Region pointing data
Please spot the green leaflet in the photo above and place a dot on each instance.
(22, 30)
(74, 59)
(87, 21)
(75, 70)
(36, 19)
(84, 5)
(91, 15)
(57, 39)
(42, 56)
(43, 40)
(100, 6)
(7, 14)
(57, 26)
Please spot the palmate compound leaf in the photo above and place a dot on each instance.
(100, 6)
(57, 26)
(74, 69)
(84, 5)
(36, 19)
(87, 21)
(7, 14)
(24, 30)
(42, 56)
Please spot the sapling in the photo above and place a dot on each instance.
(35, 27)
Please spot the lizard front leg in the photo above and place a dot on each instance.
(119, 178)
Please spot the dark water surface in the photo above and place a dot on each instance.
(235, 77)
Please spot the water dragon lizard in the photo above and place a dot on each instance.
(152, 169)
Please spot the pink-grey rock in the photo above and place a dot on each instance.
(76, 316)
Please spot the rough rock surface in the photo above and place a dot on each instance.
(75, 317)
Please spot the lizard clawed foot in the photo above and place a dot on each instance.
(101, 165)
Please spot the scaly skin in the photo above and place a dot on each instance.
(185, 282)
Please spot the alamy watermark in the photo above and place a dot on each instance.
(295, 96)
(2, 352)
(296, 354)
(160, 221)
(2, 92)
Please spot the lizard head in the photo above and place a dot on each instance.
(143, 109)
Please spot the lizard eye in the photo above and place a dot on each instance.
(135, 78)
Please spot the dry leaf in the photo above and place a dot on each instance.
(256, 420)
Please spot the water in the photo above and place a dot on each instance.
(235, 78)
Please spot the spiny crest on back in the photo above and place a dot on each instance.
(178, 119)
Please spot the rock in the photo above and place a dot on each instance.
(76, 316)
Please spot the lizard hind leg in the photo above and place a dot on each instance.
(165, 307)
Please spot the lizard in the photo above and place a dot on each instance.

**YOUR INSTRUCTIONS**
Repeat the records. Match them exactly.

**TASK RESPONSE**
Please spot the green leaflet in the photo above and place a dot on each instance.
(22, 30)
(74, 59)
(87, 21)
(75, 70)
(36, 19)
(84, 5)
(91, 15)
(57, 39)
(42, 56)
(43, 40)
(100, 6)
(7, 14)
(57, 26)
Please spot the palmate compound leaf in the photo above and place a dot on each instance.
(100, 6)
(57, 26)
(74, 69)
(84, 5)
(36, 19)
(87, 21)
(7, 14)
(24, 30)
(42, 56)
Please spot the sapling in the photo above and place a dot on each instance.
(35, 27)
Please spot the lizard front leg in the photo above and place a dot on each instance.
(119, 178)
Please spot the dark water surface in the photo above and place a dot on each instance.
(235, 77)
Please spot the water dragon lizard in the photo above and place a dot on each instance.
(152, 169)
Please spot the pink-grey rock in the photo above and place a dot on each instance.
(76, 316)
Please spot the rough rock surface in the photo above and place a dot on each instance.
(75, 317)
Please spot the lizard clawed foot in the photo above and place a dot on each instance.
(101, 165)
Please spot the scaly skin in the photo above and place a dot on each instance.
(185, 282)
Please spot the alamy watermark in the photo above and place a dot on each instance.
(295, 96)
(2, 352)
(296, 354)
(160, 221)
(2, 92)
Please spot the lizard head in the photo above and place a dot on each instance.
(143, 109)
Please spot the lizard eye in the photo above and place a dot on each instance.
(135, 78)
Please spot the dry leaf in the photo above and place a dot on each instance.
(256, 420)
Please spot the water in the photo above and place a dot on each instance.
(235, 78)
Please spot the spiny crest on back in the photo above and place a dot on each instance.
(178, 119)
Please spot the rock in the photo above and place a dot on each instance.
(76, 316)
Please spot the lizard hind leg in the photo above and place a dot on each instance.
(165, 307)
Please spot the lizard in the photo above and place a dot on each instance.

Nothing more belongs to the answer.